[Opening The input section]
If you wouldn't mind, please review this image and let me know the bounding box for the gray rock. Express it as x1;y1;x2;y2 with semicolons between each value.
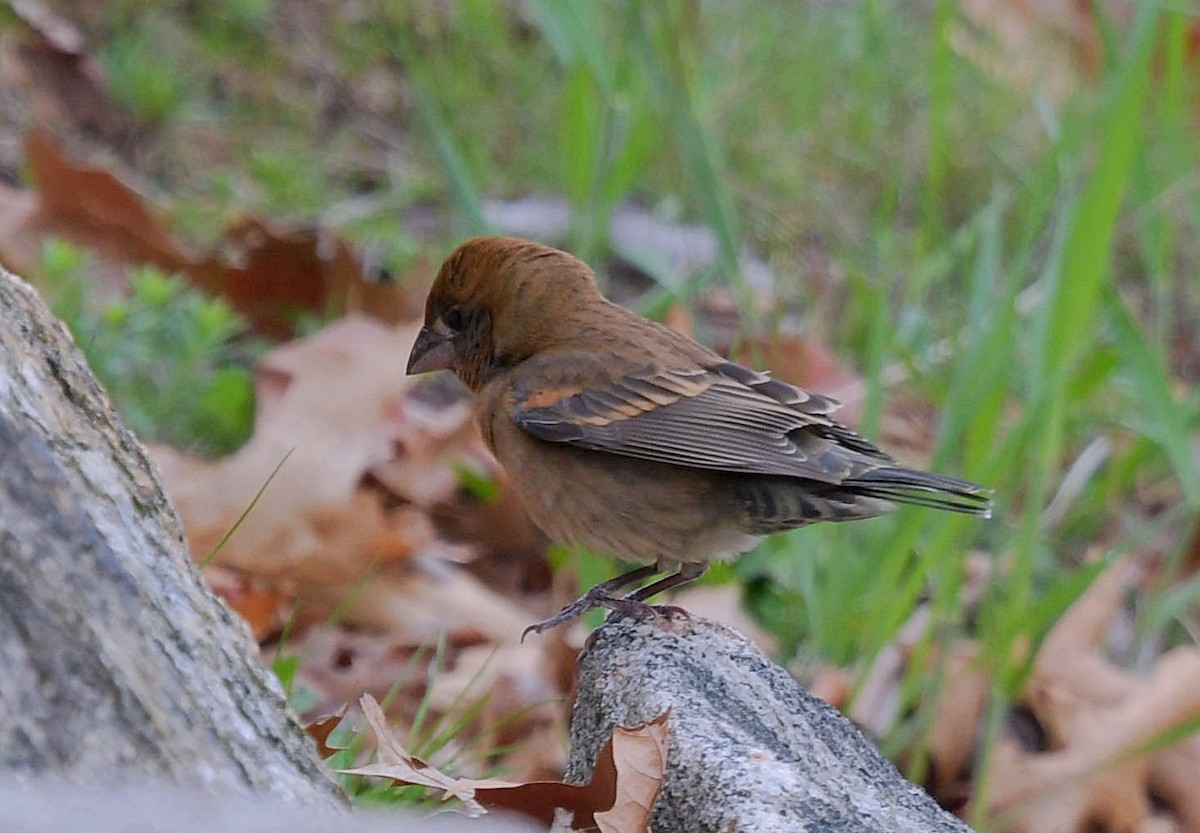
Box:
0;265;339;803
566;613;975;833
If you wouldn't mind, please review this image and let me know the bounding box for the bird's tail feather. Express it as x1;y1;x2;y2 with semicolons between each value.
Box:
844;467;993;518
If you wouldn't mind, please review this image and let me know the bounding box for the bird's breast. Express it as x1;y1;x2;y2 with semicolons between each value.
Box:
482;404;759;569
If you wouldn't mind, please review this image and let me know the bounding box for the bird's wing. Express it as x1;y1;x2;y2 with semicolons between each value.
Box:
510;351;894;484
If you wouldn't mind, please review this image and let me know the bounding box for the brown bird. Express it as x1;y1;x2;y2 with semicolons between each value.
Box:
407;236;991;636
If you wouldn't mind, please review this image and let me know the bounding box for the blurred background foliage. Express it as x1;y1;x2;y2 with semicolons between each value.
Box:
4;0;1200;813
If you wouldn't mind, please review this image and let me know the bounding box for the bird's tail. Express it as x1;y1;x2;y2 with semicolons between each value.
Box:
843;467;993;518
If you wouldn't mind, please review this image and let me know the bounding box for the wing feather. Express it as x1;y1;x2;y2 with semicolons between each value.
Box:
512;354;892;484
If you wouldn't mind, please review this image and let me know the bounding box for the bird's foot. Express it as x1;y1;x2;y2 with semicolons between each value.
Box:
598;598;688;619
521;590;619;641
521;564;661;641
597;596;657;619
522;596;693;641
649;603;691;621
601;599;692;622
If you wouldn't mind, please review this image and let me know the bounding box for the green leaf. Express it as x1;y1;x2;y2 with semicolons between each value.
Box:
1033;5;1158;393
1104;285;1200;505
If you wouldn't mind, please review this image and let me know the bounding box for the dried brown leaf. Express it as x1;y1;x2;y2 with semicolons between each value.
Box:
344;694;490;816
188;216;408;337
345;694;669;831
0;131;189;286
367;397;491;508
1035;557;1142;676
304;705;348;760
152;320;425;571
955;0;1106;99
978;560;1200;833
2;6;132;142
332;561;533;643
593;713;669;833
1150;739;1200;830
0;133;411;335
925;641;989;800
277;627;429;722
807;666;852;710
201;565;295;641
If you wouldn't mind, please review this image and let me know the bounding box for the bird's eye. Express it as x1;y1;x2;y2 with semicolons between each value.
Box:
444;306;467;331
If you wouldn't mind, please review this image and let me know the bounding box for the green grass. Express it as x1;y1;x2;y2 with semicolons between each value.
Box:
40;0;1200;822
40;241;257;456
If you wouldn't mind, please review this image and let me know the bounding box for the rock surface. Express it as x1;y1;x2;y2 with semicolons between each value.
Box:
567;612;975;833
0;265;340;803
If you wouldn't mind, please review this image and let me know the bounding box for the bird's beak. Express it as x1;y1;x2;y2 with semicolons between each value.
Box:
407;325;455;375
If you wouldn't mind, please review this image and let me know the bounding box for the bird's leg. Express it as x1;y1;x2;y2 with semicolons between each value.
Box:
522;563;660;640
627;562;706;602
599;562;707;620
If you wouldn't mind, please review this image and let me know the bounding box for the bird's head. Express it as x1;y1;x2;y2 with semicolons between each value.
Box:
407;236;603;390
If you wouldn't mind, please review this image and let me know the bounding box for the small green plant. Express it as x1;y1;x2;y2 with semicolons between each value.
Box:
41;241;256;455
248;146;328;217
101;23;190;124
190;0;272;63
[Closing The input section]
## Task prompt
Reproduce every line above as written, skipping pictures.

## Reply to the task
If you wouldn't mind, please review this image and let me know the bounding box for the gray rock. Express it as x1;y1;x2;y2 with semicolons between each value.
Box:
0;265;339;803
566;613;975;833
If you wouldn't mind, please review this image and let me know the bounding box for the bird's tail feather. Express it as x1;y1;x2;y2 with semicolons between each value.
Box:
844;467;993;518
If you wouldn't mind, please review this image and let me know the bounding box for the bird's breast. Express it as x1;y1;x2;y2 with semicolons between each value.
Box:
482;404;759;569
If you wouldn't mind, please review this image and let me know the bounding box for the bird's wing. Express it as x1;y1;x2;y2 with semicolons between each value.
Box:
510;351;894;484
If you wouldn't mind, please review this image and let me know the bounding box for the brown bird. Express it as x1;y1;x2;y2 with semicolons between each value.
Box:
407;236;991;636
If you wouldn't mind, please review this image and let me know the bounding box for the blurred background foliage. Express it as x1;y1;x2;y2 with semicolons between each value.
Box:
4;0;1200;813
If you wouldn't mind, please review this image and let me know the bounding box for the bird's tail. Express it as x1;y1;x2;y2 with semicolons between each value.
Box:
843;467;993;518
If you wouldn't mind, please review this image and let me know the bounding box for the wing feather. Express it as x1;y1;x2;y2 with semicolons between each value.
Box:
512;354;892;484
If you wouldn't mind, please review this image and let me know the bounding box for the bird's foot. Express it as x1;y1;x2;y2 with semicolons between each value.
Box:
598;598;688;619
521;590;619;641
521;564;661;641
597;596;657;619
522;596;693;641
649;603;691;621
601;599;692;622
If you wouldn't mind, please review this image and let me know the bounding box for the green leaf. Express it as x1;y1;x2;y2 with semicolons between each value.
Box:
1033;5;1158;393
1104;285;1200;505
If you wouldn't mind, please review this image and let me know the bounding box for the dried brown leaf. Express it as x1;y1;x2;y2 with semicolons between each value.
Box:
344;694;490;816
188;216;408;337
345;694;669;831
0;131;189;286
367;397;491;508
1035;557;1142;676
304;705;348;760
152;320;425;571
955;0;1106;99
978;560;1200;833
2;6;132;142
332;561;533;643
593;713;669;833
1150;739;1200;830
0;133;411;335
925;641;989;800
277;627;429;722
807;666;852;710
201;565;295;641
If you wouldn't mind, please review this image and let me know the bounding box for the bird's eye. Express it as x1;y1;x2;y2 with semicolons between each value.
Box:
444;306;467;331
If you wouldn't mind, please review this image and let me know the bounding box for the green grass. Express it as x1;y1;x2;y2 with semicolons between each value.
Box:
40;0;1200;822
40;241;257;456
If you wouldn't mind, please review this image and let me know the bounding box for the rock surface. Express it as x1;y1;x2;y2 with semicolons between each value.
Box:
567;612;975;833
0;265;340;803
If you wouldn't mind, please review this image and let me know the bounding box for the bird's beak. Express it as x1;y1;x2;y2 with semicolons between each value.
Box:
407;325;455;375
If you wouldn't mind, please review this image and let me know the bounding box for the bird's leg. Express it as x1;y1;x2;y2 with semicolons between each value.
Box:
522;563;660;640
627;562;706;602
599;562;707;620
If you wouldn't mind, please review this image and let me know the bounding box for the bird's head. Express it as x1;y1;x2;y2 with semicolons between each value.
Box:
407;236;603;390
If you wouldn't mind, please review this image and let me know the bounding box for the small green plant. Express it as x1;y1;x2;y2 with semicolons between each value.
Box:
41;241;256;455
248;146;328;217
101;23;190;124
190;0;272;63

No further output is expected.